[Dataset excerpts]
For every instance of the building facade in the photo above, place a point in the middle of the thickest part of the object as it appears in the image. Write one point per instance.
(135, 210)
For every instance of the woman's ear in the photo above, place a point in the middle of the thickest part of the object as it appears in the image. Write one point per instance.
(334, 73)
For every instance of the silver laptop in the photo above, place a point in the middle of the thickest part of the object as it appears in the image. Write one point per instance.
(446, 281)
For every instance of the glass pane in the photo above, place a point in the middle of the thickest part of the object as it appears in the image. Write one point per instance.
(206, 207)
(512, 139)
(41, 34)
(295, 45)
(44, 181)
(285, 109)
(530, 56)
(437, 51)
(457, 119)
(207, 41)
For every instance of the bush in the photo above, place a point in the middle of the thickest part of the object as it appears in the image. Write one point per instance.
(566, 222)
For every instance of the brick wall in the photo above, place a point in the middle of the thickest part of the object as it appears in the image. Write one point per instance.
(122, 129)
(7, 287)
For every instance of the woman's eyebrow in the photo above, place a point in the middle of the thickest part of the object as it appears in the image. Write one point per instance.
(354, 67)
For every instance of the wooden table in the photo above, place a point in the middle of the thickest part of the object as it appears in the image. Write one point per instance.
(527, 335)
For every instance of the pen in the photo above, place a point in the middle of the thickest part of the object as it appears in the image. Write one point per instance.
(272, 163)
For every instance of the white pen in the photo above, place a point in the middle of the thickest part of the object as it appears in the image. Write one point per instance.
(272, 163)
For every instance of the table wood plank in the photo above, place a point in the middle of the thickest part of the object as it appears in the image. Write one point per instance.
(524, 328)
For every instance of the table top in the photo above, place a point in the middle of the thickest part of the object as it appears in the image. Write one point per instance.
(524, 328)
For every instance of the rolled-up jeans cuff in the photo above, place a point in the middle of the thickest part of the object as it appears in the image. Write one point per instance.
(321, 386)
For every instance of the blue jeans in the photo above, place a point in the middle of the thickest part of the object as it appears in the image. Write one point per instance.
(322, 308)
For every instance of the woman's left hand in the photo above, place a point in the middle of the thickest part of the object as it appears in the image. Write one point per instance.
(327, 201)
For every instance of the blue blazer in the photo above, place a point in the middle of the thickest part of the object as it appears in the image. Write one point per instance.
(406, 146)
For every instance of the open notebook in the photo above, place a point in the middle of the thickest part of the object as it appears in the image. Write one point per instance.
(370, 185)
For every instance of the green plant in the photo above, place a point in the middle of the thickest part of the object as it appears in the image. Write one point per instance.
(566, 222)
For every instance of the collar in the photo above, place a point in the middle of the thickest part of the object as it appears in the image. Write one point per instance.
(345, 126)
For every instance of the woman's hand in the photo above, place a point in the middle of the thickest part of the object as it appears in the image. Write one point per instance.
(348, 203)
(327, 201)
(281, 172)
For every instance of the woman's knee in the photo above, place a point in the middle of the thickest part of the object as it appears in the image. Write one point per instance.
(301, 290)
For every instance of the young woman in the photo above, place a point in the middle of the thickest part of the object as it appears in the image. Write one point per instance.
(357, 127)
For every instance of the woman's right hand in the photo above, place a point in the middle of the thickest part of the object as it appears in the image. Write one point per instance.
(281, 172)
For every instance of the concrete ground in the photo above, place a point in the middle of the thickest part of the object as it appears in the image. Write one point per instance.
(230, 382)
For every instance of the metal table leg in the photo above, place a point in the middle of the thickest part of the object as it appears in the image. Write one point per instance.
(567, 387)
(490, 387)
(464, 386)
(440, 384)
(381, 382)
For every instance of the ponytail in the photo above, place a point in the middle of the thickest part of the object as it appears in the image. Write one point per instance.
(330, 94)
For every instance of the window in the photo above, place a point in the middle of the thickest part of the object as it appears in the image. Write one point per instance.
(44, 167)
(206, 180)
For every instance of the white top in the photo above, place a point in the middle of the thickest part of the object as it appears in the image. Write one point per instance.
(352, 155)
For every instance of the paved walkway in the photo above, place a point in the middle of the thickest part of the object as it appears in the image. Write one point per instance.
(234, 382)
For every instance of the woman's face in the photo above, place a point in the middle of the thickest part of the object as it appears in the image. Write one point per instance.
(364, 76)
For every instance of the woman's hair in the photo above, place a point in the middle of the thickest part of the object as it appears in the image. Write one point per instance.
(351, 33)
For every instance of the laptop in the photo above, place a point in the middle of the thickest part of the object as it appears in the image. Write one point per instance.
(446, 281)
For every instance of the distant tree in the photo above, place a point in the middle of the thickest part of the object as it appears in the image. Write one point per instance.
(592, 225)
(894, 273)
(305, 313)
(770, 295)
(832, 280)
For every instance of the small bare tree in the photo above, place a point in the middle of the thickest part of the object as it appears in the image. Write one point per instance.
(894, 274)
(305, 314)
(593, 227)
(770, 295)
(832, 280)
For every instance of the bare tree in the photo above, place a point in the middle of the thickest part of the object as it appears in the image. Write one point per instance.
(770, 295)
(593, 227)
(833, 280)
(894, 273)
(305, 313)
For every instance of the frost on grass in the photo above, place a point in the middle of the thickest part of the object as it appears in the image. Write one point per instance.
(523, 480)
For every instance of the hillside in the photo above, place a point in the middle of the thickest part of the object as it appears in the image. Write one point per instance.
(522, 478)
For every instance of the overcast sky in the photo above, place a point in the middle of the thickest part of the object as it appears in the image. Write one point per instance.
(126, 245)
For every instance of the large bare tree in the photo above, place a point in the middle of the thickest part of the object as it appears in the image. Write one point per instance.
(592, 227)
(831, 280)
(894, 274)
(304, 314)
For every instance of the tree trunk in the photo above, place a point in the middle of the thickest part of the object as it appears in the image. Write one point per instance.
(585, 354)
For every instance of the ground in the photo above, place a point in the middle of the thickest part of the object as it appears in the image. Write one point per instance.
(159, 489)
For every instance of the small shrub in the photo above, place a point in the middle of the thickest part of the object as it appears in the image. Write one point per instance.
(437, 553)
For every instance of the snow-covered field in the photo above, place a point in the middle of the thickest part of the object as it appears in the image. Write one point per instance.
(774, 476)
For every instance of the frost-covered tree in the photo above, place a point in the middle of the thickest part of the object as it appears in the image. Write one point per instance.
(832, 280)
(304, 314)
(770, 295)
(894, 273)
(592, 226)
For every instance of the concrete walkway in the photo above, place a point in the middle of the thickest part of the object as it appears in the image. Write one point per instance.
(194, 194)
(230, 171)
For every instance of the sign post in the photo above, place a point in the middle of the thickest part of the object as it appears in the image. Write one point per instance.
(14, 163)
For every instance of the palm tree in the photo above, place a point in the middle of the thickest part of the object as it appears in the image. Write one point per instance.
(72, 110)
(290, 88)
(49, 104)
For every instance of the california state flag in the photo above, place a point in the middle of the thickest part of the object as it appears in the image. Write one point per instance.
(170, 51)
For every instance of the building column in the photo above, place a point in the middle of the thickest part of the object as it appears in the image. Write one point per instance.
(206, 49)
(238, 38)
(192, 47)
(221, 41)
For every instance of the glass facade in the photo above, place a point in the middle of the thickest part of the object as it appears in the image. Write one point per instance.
[/Dataset excerpts]
Task statement: Would you print all of the records exactly as they were given?

Expected answer:
For every instance of the building facade in the photo above, place a point in the middle of the thickest part of the object as it appears in the image. Write one point per instance.
(135, 210)
For every instance of the woman's ear in the photo above, place a point in the middle of the thickest part of the object as it appears in the image. Write one point per instance.
(334, 73)
For every instance of the silver laptop in the photo above, place a point in the middle of the thickest part of the object as it appears in the image. Write one point per instance.
(446, 281)
For every instance of the glass pane in the photo above, place a point in the middle of the thickest part of the object as it appears in the image. Write one point per instance.
(206, 207)
(512, 139)
(41, 34)
(295, 45)
(44, 181)
(285, 109)
(530, 56)
(437, 51)
(457, 119)
(207, 41)
For every instance of the bush in the photo above, place a point in the middle of the thickest part of the object as it appears in the image. Write one point per instance.
(566, 222)
For every instance of the brick wall in the photo above, place a point in the middle of the thickest part of the object as it appears in the image. Write one point per instance.
(122, 129)
(7, 287)
For every instance of the woman's eyebrow in the photo above, place a point in the middle of the thickest part of the object as it appears in the image. Write one point per instance.
(354, 67)
For every instance of the wooden table in the photo above, place a point in the middle of the thickest part of the object as it appears in the image. Write one point per instance.
(527, 335)
For every instance of the pen in the photo above, place a point in the middle of the thickest part of the object as it appears in the image. Write one point per instance.
(272, 163)
For every instance of the white pen in the photo above, place a point in the middle of the thickest part of the object as it appears in the image. Write one point per instance.
(272, 163)
For every instance of the table wood plank in the photo above, place a point in the middle of the thickest part of the object as it appears in the image. Write one point per instance.
(524, 328)
For every instance of the table top in the photo above, place a point in the middle of the thickest part of the object as it appears in the image. Write one point per instance.
(524, 328)
For every instance of the rolled-up jeans cuff in the photo above, place a point in the middle of the thickest part of the object as it appears in the image. Write one point per instance.
(321, 386)
For every instance of the blue jeans in the photo above, place a point in the middle of the thickest part of the object as it appears in the image. Write one point per instance.
(322, 308)
For every instance of the woman's left hand in the photo above, place a point in the middle of the thickest part of the object as it appears in the image. Write one point per instance.
(327, 201)
For every instance of the blue blazer in the photo above, place a point in the middle of the thickest part of the object as it appears in the image. Write one point per instance.
(406, 146)
For every instance of the open notebook in the photo above, place a point in the middle of the thickest part of the object as it appears in the image. Write one point per instance.
(370, 185)
For every instance of the green plant in the photo above, place a point in the middle of the thickest part of the object as it appears in the image. Write one point per instance.
(566, 222)
For every instance of the collar in the photo above, place a point in the middle of the thickest part of the object as it appears in the image. Write one point per instance.
(345, 126)
For every instance of the woman's hand in the photo above, place a point in the middle of the thickest part of the object as it appears in the image. Write one point per instance.
(348, 203)
(327, 201)
(281, 172)
For every instance of the woman's knee in the photo above, place a point in the middle of the thickest part of the object as it appears in the image. Write one point per instance.
(301, 290)
For every instance of the young woman in the photo above, place a point in the middle of the thickest part of the object as it appears in the image. Write one point per instance.
(357, 127)
For every instance of the woman's right hand in the photo above, place a point in the middle of the thickest part of the object as it appears in the image. Write one point per instance.
(281, 172)
For every instance of the concrete ground in the photo above, place a point in the middle of the thickest part of the object as it appears in the image. Write one point per instance.
(230, 382)
For every instance of the metal table leg in the photo above, place a point in the middle of the thickest part of the object as it appears in the image. Write one point per instance.
(567, 387)
(490, 387)
(464, 386)
(440, 384)
(381, 382)
For every instance of the ponytail in the photo above, place a point in the middle of the thickest part of the object as it appears in the image. Write one point per instance.
(330, 94)
For every instance of the window in the photo above, place a point in the middle of the thickest part of the object as it appears in the image. Write one point per instance.
(44, 167)
(206, 180)
For every instance of the white top in the photo above, place a point in the middle of the thickest part of the object as it appears in the image. Write one point per instance.
(352, 155)
For every instance of the paved walkway in the photo above, place a point in the middle of the thickest part of the object as it appears in the image. Write one point per instance.
(234, 382)
For every instance of the woman's face in the photo above, place a point in the middle of the thickest part of the object as it appears in the image. Write one point per instance.
(364, 76)
For every instance of the woman's hair in the photo above, place a point in the middle of the thickest part of the object as it appears in the image. Write one point per instance.
(351, 33)
For every instance of the laptop in the photo above, place a point in the middle of the thickest part of the object as it appears in the image. Write one point per instance.
(446, 281)
For every instance of the distant tree in the photo above, place a point in the middle of the thickest part of the object as it appears in the image. Write one point per instance.
(592, 225)
(894, 273)
(305, 313)
(770, 295)
(832, 280)
For every instance of the small bare tree in the photo above, place a point in the middle of the thickest part of the object as it appears in the image. Write one point per instance.
(894, 274)
(305, 314)
(593, 227)
(770, 295)
(832, 280)
For every instance of the bare tree in the photo above, place a point in the middle of the thickest part of the object as it appears in the image. Write one point per instance.
(770, 295)
(593, 227)
(833, 280)
(894, 273)
(305, 313)
For every instance of the frost on grass in the photo above, place a point in the middle of the thickest part of the object as it appears in the image. Write one point per instance.
(523, 480)
For every instance of the hillside in the photo above, place a point in the middle of the thickest part of the object as it appears in the image. Write one point per instance.
(522, 478)
For every instance of the overcast sky in the photo above, place a point in the middle of the thickest part of the object as it appears in the image. Write one point per instance.
(126, 245)
For every instance of the large bare tree in the photo above, place a point in the middle of the thickest part of the object as it appears in the image. Write one point per instance.
(592, 227)
(831, 280)
(894, 274)
(304, 314)
For every instance of the tree trunk in the photo above, place a point in the middle of the thickest part of the object as it appears in the image. Write one point per instance.
(585, 354)
For every instance of the ground in the photo above, place a point in the middle of the thickest part of the object as it appears in the image. Write one point per instance.
(159, 489)
For every instance of the small shrub in the photo above, place a point in the middle of the thickest part of the object as it appears in the image. Write one point per instance.
(437, 553)
For every instance of the snow-covered field in the photo above, place a point in the middle of the thickest part of the object as it appears in the image. Write one point per instance.
(774, 476)
For every instance of the frost-covered tree in the photo above, place a point in the middle of the thickest part of the object as it appears in the image. Write one point per instance.
(832, 280)
(304, 314)
(770, 295)
(894, 273)
(592, 226)
For every instance of the concrete walkway in the photo above, place a point in the middle of the thickest part of the object as it appears in the image. Write one point per instance.
(194, 194)
(230, 171)
For every instance of the sign post in the photo above, place a point in the middle of the thickest part of the object as it appears in the image. Write one point per instance.
(14, 163)
For every instance of the palm tree in the photo above, place a point in the middle of the thickest part of the object as it appears in the image. Write one point per instance.
(72, 110)
(290, 88)
(49, 104)
For every instance of the california state flag in the photo above, place a point in the middle of the thickest part of the object as it appears in the image. Write one point per instance.
(170, 51)
For every instance of the building column in the photo above, place a point in the middle of the thickest part of the object as it appears in the image. Write one point per instance.
(206, 49)
(238, 38)
(192, 47)
(221, 41)
For every instance of the glass facade in the photo above, place a point in the middle of the thickest part of the object as it appears in the image. Write one point per instance.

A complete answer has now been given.